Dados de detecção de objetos
══════════
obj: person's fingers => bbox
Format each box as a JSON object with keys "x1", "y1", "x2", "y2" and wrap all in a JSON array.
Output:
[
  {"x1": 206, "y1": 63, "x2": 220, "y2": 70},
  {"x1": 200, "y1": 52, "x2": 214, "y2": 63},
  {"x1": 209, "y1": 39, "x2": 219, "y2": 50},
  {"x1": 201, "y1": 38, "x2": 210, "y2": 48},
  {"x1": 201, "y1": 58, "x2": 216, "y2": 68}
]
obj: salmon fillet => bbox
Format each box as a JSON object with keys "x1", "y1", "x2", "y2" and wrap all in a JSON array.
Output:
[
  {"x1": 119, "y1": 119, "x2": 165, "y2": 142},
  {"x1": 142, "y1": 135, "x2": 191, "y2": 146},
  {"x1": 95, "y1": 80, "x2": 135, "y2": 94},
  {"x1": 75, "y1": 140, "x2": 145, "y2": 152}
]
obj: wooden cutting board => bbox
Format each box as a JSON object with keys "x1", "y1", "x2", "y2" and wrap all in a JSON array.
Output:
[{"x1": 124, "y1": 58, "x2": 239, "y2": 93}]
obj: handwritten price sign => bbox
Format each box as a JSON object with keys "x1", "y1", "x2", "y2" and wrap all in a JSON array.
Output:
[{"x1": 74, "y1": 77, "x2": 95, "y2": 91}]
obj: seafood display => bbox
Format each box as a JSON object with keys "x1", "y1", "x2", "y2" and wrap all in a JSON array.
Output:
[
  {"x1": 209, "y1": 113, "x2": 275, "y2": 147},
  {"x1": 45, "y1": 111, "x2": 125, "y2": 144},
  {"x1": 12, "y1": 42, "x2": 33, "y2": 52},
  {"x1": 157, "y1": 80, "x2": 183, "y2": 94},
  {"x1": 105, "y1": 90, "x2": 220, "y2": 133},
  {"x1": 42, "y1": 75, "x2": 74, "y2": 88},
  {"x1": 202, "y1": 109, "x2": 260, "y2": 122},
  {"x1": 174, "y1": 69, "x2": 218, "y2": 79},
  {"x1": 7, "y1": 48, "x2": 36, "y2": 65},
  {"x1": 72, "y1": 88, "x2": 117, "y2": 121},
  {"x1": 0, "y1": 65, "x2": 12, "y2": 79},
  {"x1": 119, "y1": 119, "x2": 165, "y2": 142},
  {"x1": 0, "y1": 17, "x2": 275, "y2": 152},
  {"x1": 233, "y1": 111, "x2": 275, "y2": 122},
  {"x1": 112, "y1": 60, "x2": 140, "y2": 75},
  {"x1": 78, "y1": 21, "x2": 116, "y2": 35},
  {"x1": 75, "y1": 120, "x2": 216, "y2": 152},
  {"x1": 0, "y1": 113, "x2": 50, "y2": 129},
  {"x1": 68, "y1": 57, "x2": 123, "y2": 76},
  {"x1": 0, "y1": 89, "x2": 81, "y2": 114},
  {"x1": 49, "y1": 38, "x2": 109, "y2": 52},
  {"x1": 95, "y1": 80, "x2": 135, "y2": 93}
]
══════════
O que se pede: Converta em uma lista JSON de strings as linhas da listagem acima que vão da linha com "obj: seafood display => bbox" até o fim da listagem, com uma string para cada linha e sem as linhas em branco.

Resultado:
[
  "obj: seafood display => bbox",
  "Format each box as a JSON object with keys \"x1\", \"y1\", \"x2\", \"y2\" and wrap all in a JSON array.",
  "Output:",
  "[",
  "  {\"x1\": 209, \"y1\": 113, \"x2\": 275, \"y2\": 147},",
  "  {\"x1\": 45, \"y1\": 111, \"x2\": 125, \"y2\": 144},",
  "  {\"x1\": 12, \"y1\": 42, \"x2\": 33, \"y2\": 52},",
  "  {\"x1\": 157, \"y1\": 80, \"x2\": 183, \"y2\": 94},",
  "  {\"x1\": 105, \"y1\": 90, \"x2\": 220, \"y2\": 133},",
  "  {\"x1\": 42, \"y1\": 75, \"x2\": 74, \"y2\": 88},",
  "  {\"x1\": 202, \"y1\": 109, \"x2\": 260, \"y2\": 122},",
  "  {\"x1\": 174, \"y1\": 69, \"x2\": 218, \"y2\": 79},",
  "  {\"x1\": 7, \"y1\": 48, \"x2\": 36, \"y2\": 65},",
  "  {\"x1\": 72, \"y1\": 88, \"x2\": 117, \"y2\": 121},",
  "  {\"x1\": 0, \"y1\": 65, \"x2\": 12, \"y2\": 79},",
  "  {\"x1\": 119, \"y1\": 119, \"x2\": 165, \"y2\": 142},",
  "  {\"x1\": 0, \"y1\": 17, \"x2\": 275, \"y2\": 152},",
  "  {\"x1\": 233, \"y1\": 111, \"x2\": 275, \"y2\": 122},",
  "  {\"x1\": 112, \"y1\": 60, \"x2\": 140, \"y2\": 75},",
  "  {\"x1\": 78, \"y1\": 21, \"x2\": 116, \"y2\": 35},",
  "  {\"x1\": 75, \"y1\": 120, \"x2\": 216, \"y2\": 152},",
  "  {\"x1\": 0, \"y1\": 113, \"x2\": 50, \"y2\": 129},",
  "  {\"x1\": 68, \"y1\": 57, \"x2\": 123, \"y2\": 76},",
  "  {\"x1\": 0, \"y1\": 89, \"x2\": 81, \"y2\": 114},",
  "  {\"x1\": 49, \"y1\": 38, \"x2\": 109, \"y2\": 52},",
  "  {\"x1\": 95, \"y1\": 80, \"x2\": 135, \"y2\": 93}",
  "]"
]